SUPPLIED ENTRIES:
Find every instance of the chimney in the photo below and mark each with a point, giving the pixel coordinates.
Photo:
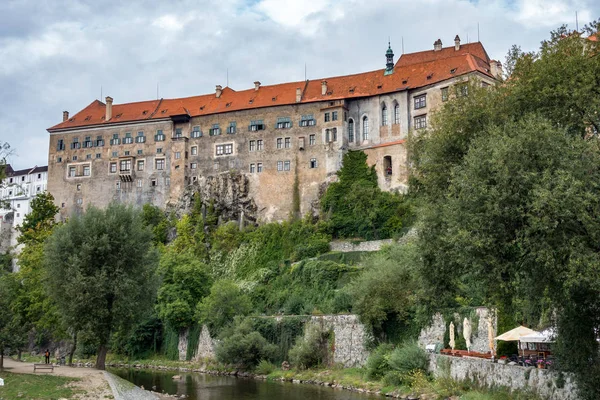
(108, 108)
(456, 43)
(496, 69)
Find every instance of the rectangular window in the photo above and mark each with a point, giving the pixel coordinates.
(140, 138)
(196, 132)
(214, 131)
(159, 137)
(231, 129)
(256, 125)
(421, 122)
(308, 120)
(445, 94)
(420, 101)
(283, 123)
(224, 149)
(125, 166)
(127, 139)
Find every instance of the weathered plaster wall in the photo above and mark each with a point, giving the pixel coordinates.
(539, 381)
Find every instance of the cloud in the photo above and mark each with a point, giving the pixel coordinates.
(57, 55)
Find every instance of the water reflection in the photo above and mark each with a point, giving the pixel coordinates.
(208, 387)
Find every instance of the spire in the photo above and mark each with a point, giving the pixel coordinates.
(389, 56)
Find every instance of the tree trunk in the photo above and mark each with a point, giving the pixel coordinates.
(72, 352)
(101, 359)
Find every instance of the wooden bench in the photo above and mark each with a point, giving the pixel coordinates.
(43, 366)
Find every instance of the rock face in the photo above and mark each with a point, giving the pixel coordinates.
(229, 193)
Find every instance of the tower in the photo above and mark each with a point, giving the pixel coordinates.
(389, 56)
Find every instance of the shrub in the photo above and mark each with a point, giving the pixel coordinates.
(312, 349)
(264, 367)
(242, 346)
(409, 358)
(377, 364)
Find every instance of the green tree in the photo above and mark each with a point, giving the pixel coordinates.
(101, 272)
(519, 225)
(356, 207)
(185, 281)
(225, 301)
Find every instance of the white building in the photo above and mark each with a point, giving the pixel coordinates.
(17, 191)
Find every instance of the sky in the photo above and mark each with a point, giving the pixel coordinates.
(58, 55)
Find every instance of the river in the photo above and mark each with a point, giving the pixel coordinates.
(198, 386)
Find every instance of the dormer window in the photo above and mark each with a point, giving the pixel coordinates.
(196, 132)
(215, 130)
(308, 120)
(283, 123)
(257, 125)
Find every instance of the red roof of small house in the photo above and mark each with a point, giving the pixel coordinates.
(412, 70)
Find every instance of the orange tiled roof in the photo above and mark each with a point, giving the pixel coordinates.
(411, 71)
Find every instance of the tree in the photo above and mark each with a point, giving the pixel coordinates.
(185, 282)
(101, 272)
(355, 205)
(225, 301)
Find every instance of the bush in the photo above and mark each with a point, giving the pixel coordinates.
(377, 364)
(311, 350)
(409, 358)
(264, 367)
(242, 346)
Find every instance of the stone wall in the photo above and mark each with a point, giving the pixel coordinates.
(350, 337)
(434, 333)
(346, 246)
(539, 381)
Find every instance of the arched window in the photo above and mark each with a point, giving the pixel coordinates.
(351, 130)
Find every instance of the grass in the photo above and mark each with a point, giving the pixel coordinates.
(38, 387)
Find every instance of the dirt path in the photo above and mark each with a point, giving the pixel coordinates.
(92, 381)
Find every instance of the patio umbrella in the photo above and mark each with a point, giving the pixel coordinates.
(491, 336)
(467, 332)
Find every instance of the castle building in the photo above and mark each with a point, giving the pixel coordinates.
(272, 143)
(16, 192)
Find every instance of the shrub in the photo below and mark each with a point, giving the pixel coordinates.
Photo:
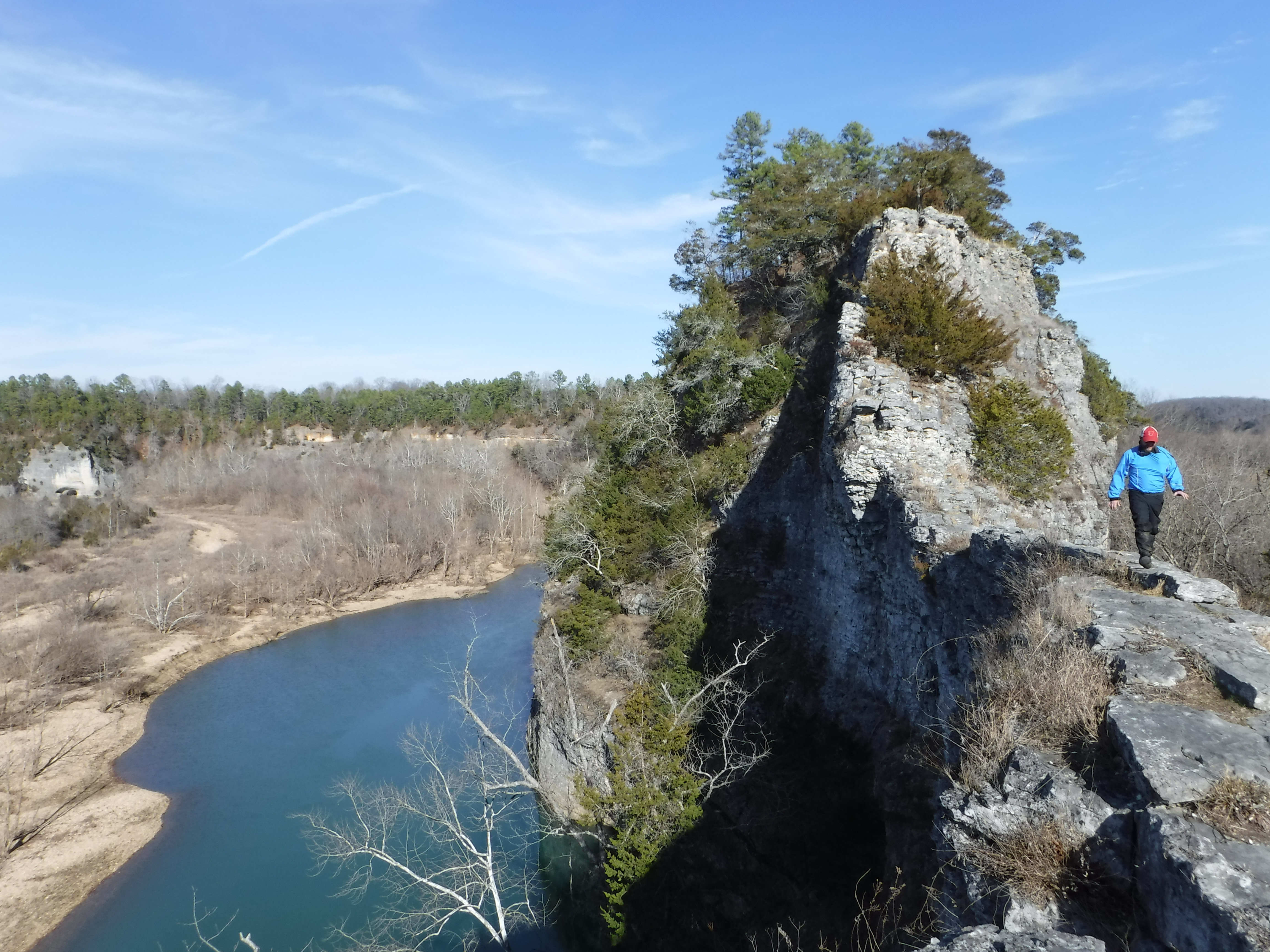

EXERCISE DESCRIPTION: Can you reproduce the listing above, starting at the line that contains "Find every instance of the arched" and running through its end, with the requests unchanged but every point coordinate multiplied by 1.55 and rounded to a whole number (halves up)? Give only those lines, and leave out the pictures.

ANSWER BELOW:
Find every instance of the arched window in the photo above and mark each with a point, giving the pixel coordinates.
(544, 202)
Find every instance of the grass in the photo above and mark each with a point, giving the pixel coordinates.
(59, 600)
Find every instance of the dirt path in the photo above and mark each with a point, giving the pixel coordinates.
(143, 591)
Find every instance of the patio umbrella in the photo above and mark each with a point, giving the pixel coordinates.
(761, 521)
(724, 515)
Find every instance of the castle building in the photo above and mark each with a point, giving the pixel coordinates.
(422, 222)
(25, 298)
Find every instance of the shrub in the photo below and mark each with a point, giving the pixel coordinates.
Photo:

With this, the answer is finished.